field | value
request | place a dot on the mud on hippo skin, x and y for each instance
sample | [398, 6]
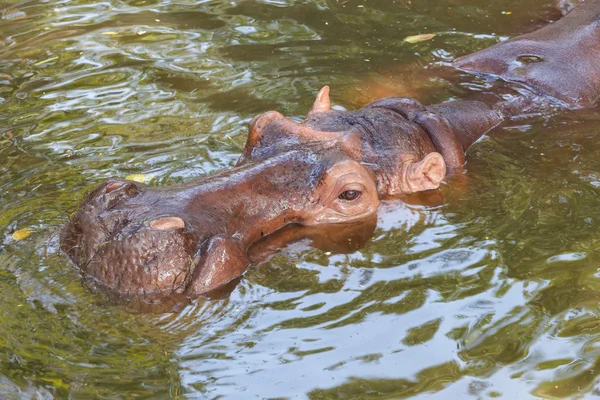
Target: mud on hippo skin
[189, 239]
[408, 147]
[561, 60]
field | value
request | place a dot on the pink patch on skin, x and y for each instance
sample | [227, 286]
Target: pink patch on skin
[167, 223]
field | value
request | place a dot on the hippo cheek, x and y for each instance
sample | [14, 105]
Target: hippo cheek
[96, 220]
[220, 260]
[149, 262]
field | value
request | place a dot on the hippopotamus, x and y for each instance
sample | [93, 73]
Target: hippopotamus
[334, 167]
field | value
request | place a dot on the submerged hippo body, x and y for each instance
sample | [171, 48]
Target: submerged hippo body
[560, 61]
[192, 238]
[334, 167]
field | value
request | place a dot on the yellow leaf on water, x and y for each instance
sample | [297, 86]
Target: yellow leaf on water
[21, 234]
[141, 178]
[419, 38]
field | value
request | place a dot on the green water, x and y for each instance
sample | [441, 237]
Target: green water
[490, 292]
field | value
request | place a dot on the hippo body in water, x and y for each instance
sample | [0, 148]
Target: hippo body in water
[334, 167]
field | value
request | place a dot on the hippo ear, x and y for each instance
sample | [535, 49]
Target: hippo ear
[322, 102]
[426, 174]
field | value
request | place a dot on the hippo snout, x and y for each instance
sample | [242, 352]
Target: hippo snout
[135, 240]
[113, 244]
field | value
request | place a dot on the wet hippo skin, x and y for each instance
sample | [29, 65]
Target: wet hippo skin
[334, 167]
[561, 60]
[192, 238]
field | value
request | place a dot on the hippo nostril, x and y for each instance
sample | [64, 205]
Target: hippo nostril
[529, 58]
[113, 186]
[167, 223]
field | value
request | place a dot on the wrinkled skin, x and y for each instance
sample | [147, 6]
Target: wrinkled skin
[560, 61]
[332, 168]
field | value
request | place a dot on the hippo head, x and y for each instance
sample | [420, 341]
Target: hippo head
[396, 138]
[138, 240]
[189, 239]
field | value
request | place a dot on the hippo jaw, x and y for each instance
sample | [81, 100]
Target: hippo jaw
[190, 239]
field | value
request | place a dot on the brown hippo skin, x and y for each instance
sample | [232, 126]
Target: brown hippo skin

• • • • •

* [Short exercise]: Write out the entries above word for word. Do not include the pictures.

* [The result]:
field | value
request | place a dot on the mud on hippo skin, x and y for each instance
sample | [398, 6]
Target: mud on hippo skin
[189, 239]
[408, 147]
[561, 60]
field | value
request | place a dot on the pink patch on skin, x and y for each instance
sample | [227, 286]
Target: pink patch on skin
[167, 223]
field | value
request | place a dot on the hippo cheek, x and y for each instance
sample | [14, 105]
Target: hippo cheek
[96, 220]
[220, 260]
[149, 262]
field | value
request | place a dot on the hippopotamus, x and y for each instance
sample | [93, 73]
Target: hippopotamus
[334, 167]
field | value
request | place a dot on the submerged hippo body, x and y for each instance
sample | [171, 48]
Target: submerged hippo body
[560, 61]
[192, 238]
[334, 167]
field | value
request | place a dot on the yellow leaf on water, x and y for each instance
sample | [297, 86]
Target: yellow leaf on water
[21, 234]
[141, 178]
[419, 38]
field | value
request | place a dot on the green water, x and y for each instance
sample | [441, 237]
Target: green water
[490, 292]
field | value
request | place a dot on the hippo body in water, x and y for each instance
sample | [0, 148]
Target: hippo body in water
[334, 167]
field | value
request | place a dot on the hippo ear, x and y for each instance
sample | [535, 49]
Target: hippo ear
[322, 102]
[426, 174]
field | value
request | place a dot on the hippo snout, x and y for each instance
sample | [242, 352]
Target: hippo snout
[135, 240]
[113, 244]
field | value
request | place a dot on the wet hippo skin, x and y for each instance
sample | [29, 65]
Target: wet hippo skin
[334, 167]
[561, 60]
[192, 238]
field | value
request | place a dot on the hippo nostril, x and y for each instance
sample | [64, 205]
Target: hippo nostril
[529, 58]
[113, 186]
[167, 223]
field | value
request | place a dot on the wrinkled skin, x and y for each instance
sample | [147, 6]
Target: wrinkled skin
[560, 61]
[332, 168]
field | value
request | place a dot on the hippo head, x and y for each instance
sample | [420, 341]
Target: hippo head
[396, 138]
[138, 240]
[189, 239]
field | value
request | place a dot on the hippo jaw, x and y for each instance
sample | [81, 100]
Target: hippo jaw
[190, 239]
field | value
request | place a dot on the brown hippo skin, x and y for each instance
sample | [232, 126]
Target: brown hippo skin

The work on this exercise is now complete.